## Your task
Could you repeat the records shown below exactly as written?

## Records for processing
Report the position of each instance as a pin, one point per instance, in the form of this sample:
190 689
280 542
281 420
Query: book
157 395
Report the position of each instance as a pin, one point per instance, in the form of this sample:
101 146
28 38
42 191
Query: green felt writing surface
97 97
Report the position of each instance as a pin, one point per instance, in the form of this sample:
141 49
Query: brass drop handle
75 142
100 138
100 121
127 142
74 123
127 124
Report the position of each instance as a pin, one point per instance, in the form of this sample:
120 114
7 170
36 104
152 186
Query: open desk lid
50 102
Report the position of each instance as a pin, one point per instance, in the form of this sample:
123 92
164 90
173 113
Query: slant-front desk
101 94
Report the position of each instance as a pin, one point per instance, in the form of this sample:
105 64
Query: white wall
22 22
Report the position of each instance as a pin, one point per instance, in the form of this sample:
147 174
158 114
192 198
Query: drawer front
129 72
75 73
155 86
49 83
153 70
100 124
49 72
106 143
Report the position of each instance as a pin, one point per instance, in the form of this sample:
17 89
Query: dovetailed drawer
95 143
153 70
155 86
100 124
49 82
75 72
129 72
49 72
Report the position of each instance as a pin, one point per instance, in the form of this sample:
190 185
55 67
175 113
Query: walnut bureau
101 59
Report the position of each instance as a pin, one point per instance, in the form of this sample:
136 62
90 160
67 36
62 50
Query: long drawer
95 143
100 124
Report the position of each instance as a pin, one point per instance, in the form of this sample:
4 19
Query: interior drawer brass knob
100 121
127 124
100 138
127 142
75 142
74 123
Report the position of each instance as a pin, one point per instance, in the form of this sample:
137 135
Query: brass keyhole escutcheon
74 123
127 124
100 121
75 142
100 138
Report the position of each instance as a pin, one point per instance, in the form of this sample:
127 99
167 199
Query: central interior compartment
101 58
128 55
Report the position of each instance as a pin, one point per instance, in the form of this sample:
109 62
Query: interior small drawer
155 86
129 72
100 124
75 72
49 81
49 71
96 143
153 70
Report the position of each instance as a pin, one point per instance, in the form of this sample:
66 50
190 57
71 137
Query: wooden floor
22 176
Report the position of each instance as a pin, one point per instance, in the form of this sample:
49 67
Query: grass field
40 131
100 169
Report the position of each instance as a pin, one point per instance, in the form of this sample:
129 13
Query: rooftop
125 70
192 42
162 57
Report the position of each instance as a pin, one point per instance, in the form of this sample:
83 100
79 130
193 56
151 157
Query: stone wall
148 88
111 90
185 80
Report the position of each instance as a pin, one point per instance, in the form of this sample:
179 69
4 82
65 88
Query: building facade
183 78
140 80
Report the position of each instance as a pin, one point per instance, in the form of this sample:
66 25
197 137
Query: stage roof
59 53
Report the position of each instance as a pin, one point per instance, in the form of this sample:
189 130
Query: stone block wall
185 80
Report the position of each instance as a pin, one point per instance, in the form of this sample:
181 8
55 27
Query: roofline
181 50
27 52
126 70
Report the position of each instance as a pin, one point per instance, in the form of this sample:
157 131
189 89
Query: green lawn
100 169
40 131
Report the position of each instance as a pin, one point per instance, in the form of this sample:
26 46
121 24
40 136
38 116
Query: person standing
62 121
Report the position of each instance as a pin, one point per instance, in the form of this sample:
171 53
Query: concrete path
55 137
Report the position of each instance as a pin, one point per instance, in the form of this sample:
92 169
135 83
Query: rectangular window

## Answer to this problem
Report the position of each instance as a pin, one point per instance, in the form of this sample:
190 689
280 542
281 420
Query: book
157 395
Report the position of each instance as a pin, one point per instance, in the form of this sample:
101 146
28 38
42 191
Query: green felt writing surface
97 97
Report the position of each instance as a pin, one point per instance, in the form of this sample:
141 49
Query: brass drop handle
75 142
100 138
100 121
127 142
74 123
127 124
Report the position of each instance as a pin, one point per instance, in the form of this sample:
120 114
7 170
36 104
152 186
Query: open desk lid
50 102
Report the position of each instance as a pin, one point per instance, in the form of this sample:
123 92
164 90
173 113
Query: slant-front desk
101 94
Report the position of each instance as a pin, one point per instance, in the form of this sample:
105 64
Query: white wall
22 22
Report the position of each instance as a pin, one point per instance, in the form of this sample:
147 174
158 114
192 198
Query: drawer front
129 72
75 73
155 86
49 83
153 70
100 124
49 72
106 143
Report the position of each instance as a pin, one point per instance, in the form of this sample:
17 89
Query: dovetailed drawer
95 143
153 70
155 86
100 124
49 82
75 72
129 72
49 72
Report the position of each instance as a pin, one point per instance, in the form of this sample:
190 185
55 67
175 113
Query: walnut bureau
101 59
Report the position of each instance as a pin, one point per instance, in the form of this sample:
136 62
90 160
67 36
62 50
Query: long drawer
95 143
100 124
Report the position of each instance as a pin, one point per instance, in the form of this sample:
4 19
Query: interior drawer brass knob
100 121
127 124
100 138
127 142
75 142
74 123
Report the position of each instance as a pin, one point per instance, in the form of this sample:
137 135
Query: brass keyhole escutcheon
74 123
127 124
100 121
75 142
100 138
Report the position of each instance as a pin, one point per instance, in the form of this sample:
127 99
167 199
Query: central interior compartment
101 58
128 55
Report the position of each instance as a pin, one point per instance, in the form of this sample:
109 62
Query: interior small drawer
155 86
129 72
100 124
75 72
49 81
49 71
96 143
153 70
Report the position of each instance as a pin, one point per instance, in the form of this sample:
66 50
190 57
71 137
Query: wooden floor
22 176
Report the position of each instance as a pin, one point per instance, in the form of this sample:
49 67
Query: grass field
40 131
100 169
Report the position of each instance as a pin, one point per instance, in the form of this sample:
129 13
Query: rooftop
125 70
192 42
162 57
Report the position of each instance as a pin, one point per instance, in the form of this sample:
83 100
79 130
193 56
151 157
Query: stone wall
148 88
111 90
185 80
Report the position of each instance as a pin, one point per instance, in the form of this sample:
179 69
4 82
65 88
Query: building facade
183 78
140 80
Report the position of each instance as a pin, one point per instance, in the form of this sample:
66 25
197 137
Query: stage roof
59 53
Report the position of each instance as a pin, one point per instance, in the form of this sample:
189 130
Query: stone block wall
185 80
Report the position of each instance as a pin, one point per instance, in the form of this sample:
181 8
55 27
Query: roofline
181 50
27 52
126 70
Report the position of each instance as a pin, one point per instance, in the form of this sample:
157 131
189 89
Query: green lawn
100 169
40 131
Report the position of each instance as a pin, one point per instance, in the form of this sample:
26 46
121 24
40 136
38 116
Query: person standing
62 121
Report the position of each instance as a pin, one point per instance, in the form of this sample:
171 53
Query: concrete path
55 137
Report the position of each instance as a pin, one point per instance, in the form of this sample:
92 169
135 83
Query: rectangular window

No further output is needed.